-- Aim --
Put the material below into a numbered list, starting with the line that contains "Could you kindly annotate the dark" and going on through the end of the material. Leave out any blank lines.

:: Data listing ::

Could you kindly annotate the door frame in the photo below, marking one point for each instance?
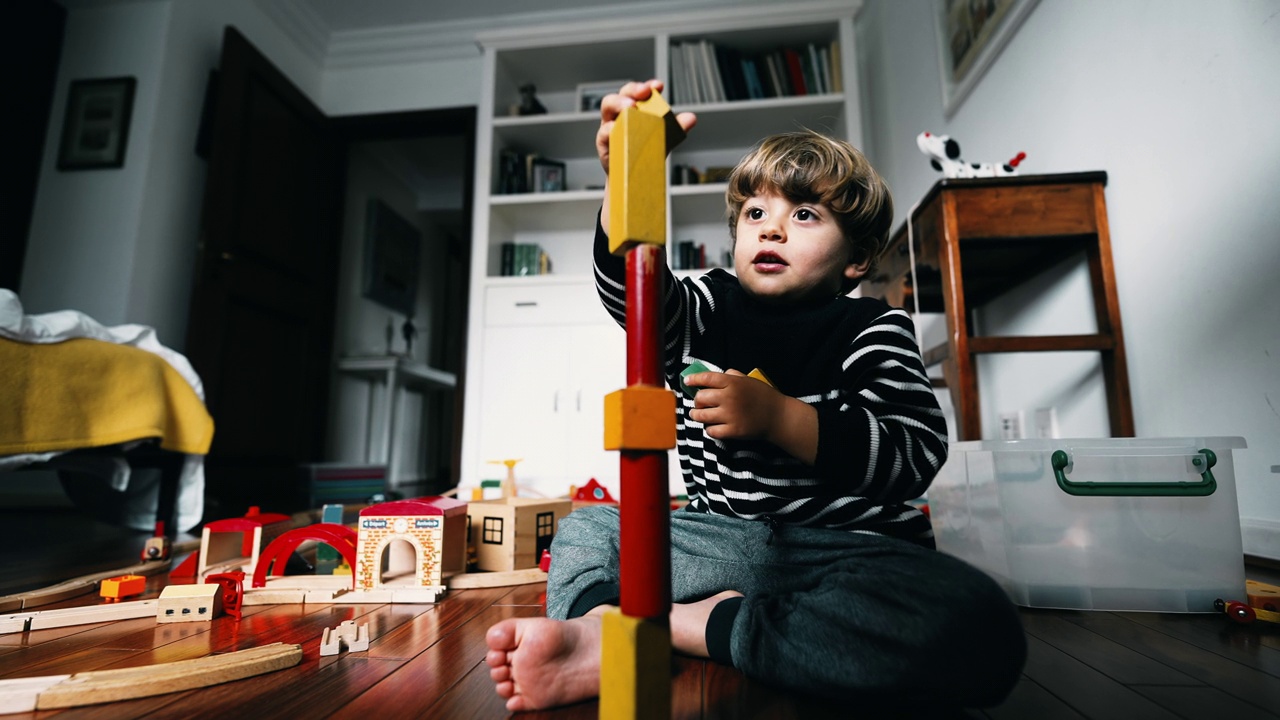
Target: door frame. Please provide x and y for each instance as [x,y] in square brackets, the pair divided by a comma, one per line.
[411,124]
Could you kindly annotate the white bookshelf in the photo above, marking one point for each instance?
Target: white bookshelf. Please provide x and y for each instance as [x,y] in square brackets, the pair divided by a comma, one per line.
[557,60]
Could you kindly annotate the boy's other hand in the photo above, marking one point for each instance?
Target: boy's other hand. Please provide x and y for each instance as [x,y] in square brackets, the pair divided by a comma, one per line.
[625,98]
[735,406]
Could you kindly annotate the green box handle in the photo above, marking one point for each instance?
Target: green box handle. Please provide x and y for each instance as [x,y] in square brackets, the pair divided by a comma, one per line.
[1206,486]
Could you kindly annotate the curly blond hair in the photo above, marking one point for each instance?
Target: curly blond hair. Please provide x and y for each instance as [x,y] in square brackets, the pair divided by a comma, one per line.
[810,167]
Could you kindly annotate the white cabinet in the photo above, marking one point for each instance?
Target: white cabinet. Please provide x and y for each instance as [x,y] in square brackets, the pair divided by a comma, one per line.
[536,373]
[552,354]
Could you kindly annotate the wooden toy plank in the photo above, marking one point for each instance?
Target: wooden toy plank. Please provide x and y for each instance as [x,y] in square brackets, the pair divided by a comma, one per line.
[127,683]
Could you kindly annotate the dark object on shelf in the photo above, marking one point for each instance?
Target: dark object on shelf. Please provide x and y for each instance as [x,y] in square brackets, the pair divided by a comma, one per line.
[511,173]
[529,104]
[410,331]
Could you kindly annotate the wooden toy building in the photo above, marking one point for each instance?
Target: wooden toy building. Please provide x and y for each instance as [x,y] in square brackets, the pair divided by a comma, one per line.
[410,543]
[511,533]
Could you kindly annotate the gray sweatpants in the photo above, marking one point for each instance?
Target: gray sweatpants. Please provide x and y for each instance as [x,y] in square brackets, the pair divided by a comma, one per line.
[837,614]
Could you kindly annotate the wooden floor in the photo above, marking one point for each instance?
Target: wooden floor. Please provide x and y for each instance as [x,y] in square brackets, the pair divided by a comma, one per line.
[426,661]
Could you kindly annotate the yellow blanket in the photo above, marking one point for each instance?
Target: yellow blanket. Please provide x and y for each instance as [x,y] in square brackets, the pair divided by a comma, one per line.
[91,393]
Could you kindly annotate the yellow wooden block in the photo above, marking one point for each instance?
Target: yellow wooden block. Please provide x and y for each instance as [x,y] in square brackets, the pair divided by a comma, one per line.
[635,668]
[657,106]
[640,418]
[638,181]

:::

-- Result --
1. Could you kindly annotate the dark object on shelf in the photo above, marking one point for each instance?
2. Target: dark object on shelf. Please provide x and y for each instance as [x,y] in square brackets, the pair divided by a comma, one per line.
3. [511,173]
4. [529,104]
5. [410,331]
6. Could you kindly annotate the wooden toy building in the photo above, marking one point for each instance?
7. Target: wooden toy building. Please provide x and y for each instance as [x,y] in square brackets, the pair divided by a comma, one per line.
8. [410,543]
9. [511,533]
10. Could you kindly annotate the gray sweatpants in the photo above, marking one point for each instance?
11. Target: gray sweatpants. Please provide x and y for each instance as [x,y] in square brackets, the pair divided by a comma, one per line.
12. [837,614]
13. Could you kindly annotate the wooden floor in the photo above, marking one point for each instance?
14. Target: wooden floor. Please provide x and y for each instance as [x,y] in square brackets, the pair divided by a comma, one per line.
15. [426,661]
16. Could you kindly annotate the yellow blanket in the photo above, marking one point for each instance?
17. Target: yellow blanket. Please provide x and y for each instance as [x,y] in square brackets, the pair divided by a comma, one per line.
18. [91,393]
19. Could you kindly annotate the yellow wooden block in the photo above, marking one point for each instance?
20. Target: yellow wooden block. Please provide x and y for each instance as [x,y] in square brackets, the pair divided by a comma, one per line.
21. [635,668]
22. [657,106]
23. [640,418]
24. [638,181]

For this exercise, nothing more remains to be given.